All lines from the line containing "Guideline: for every instance of the woman with dark" up to and including the last line of the listing below should be echoed exactly; no other lines belong in the response.

## EXERCISE MATERIAL

%%

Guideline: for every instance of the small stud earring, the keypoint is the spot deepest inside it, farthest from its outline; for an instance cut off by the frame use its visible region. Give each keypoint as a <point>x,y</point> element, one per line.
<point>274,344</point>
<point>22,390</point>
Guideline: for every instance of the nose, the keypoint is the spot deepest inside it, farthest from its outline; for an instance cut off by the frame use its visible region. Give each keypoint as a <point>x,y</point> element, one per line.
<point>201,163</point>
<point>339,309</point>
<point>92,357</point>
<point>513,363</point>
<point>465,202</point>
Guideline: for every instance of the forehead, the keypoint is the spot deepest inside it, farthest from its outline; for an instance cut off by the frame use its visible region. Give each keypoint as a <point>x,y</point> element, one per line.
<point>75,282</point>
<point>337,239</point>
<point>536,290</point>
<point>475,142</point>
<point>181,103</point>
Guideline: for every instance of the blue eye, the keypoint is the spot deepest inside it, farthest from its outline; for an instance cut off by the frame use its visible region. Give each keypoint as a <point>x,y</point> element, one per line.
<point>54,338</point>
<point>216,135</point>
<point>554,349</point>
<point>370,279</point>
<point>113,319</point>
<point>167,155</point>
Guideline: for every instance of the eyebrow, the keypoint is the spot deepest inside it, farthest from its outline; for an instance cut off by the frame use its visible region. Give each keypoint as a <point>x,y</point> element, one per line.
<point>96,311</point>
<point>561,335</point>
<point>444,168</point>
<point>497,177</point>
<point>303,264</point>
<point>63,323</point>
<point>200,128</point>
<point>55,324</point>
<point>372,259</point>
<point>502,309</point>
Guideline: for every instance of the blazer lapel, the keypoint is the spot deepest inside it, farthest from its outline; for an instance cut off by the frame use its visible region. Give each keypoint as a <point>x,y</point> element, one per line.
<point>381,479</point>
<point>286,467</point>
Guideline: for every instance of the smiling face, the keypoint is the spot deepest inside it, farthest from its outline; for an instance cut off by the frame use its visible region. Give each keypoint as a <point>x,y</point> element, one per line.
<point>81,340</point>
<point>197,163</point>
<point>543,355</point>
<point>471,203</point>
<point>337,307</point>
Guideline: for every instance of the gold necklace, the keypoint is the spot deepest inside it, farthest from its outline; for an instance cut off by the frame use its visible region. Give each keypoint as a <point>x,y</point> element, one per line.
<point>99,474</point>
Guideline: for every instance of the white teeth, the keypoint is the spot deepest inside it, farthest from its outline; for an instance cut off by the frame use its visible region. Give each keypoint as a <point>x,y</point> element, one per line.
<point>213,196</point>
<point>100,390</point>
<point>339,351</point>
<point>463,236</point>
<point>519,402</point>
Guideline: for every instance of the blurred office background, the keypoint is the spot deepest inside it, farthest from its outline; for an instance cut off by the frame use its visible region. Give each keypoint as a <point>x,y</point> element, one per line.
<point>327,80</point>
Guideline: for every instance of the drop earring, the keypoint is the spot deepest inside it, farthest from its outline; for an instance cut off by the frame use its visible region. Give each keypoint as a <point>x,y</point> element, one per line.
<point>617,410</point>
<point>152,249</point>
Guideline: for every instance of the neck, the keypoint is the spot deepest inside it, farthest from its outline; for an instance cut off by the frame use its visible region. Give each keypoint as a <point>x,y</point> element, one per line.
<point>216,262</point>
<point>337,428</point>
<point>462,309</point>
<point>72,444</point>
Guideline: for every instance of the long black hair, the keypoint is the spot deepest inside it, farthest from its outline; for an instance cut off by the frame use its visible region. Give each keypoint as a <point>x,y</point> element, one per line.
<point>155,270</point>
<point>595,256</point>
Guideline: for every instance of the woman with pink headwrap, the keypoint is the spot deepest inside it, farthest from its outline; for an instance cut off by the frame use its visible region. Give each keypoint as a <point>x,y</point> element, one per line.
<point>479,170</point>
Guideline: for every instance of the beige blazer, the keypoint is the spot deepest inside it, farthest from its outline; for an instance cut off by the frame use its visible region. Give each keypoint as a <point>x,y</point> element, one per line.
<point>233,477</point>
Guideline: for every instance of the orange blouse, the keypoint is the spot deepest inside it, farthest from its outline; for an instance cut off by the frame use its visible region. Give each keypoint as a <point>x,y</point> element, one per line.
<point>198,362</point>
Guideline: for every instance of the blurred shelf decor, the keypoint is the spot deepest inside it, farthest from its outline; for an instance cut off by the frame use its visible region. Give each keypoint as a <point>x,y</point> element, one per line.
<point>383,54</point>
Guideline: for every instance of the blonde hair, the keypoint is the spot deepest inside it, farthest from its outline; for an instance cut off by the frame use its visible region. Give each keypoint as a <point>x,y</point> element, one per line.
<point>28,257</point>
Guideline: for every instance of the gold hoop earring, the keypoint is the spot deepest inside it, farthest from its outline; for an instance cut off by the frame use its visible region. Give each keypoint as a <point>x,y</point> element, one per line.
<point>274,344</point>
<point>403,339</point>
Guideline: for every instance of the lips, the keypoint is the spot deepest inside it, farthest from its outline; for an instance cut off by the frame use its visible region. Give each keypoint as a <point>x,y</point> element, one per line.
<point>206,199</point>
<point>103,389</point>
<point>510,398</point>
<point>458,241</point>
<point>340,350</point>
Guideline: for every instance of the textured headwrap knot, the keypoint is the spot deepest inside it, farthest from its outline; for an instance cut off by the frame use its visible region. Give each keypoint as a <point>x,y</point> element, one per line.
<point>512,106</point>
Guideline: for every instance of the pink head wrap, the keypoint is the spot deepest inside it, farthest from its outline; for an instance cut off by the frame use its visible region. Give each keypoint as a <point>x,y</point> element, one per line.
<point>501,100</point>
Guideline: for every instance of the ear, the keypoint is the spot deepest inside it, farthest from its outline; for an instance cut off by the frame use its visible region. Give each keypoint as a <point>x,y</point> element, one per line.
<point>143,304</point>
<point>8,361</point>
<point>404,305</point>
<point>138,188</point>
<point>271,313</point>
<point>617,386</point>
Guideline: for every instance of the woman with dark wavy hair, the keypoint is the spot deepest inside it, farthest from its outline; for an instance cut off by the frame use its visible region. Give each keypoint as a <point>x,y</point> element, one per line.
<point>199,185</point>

%%

## RESULT OF THE EXERCISE
Guideline: for every instance of the woman with dark wavy hair, the keypoint is the spot deepest inside it, farthest from its outline; for an instance cut off by the frame use its visible region. Give each keypoint as a <point>x,y</point> element, one per line.
<point>199,185</point>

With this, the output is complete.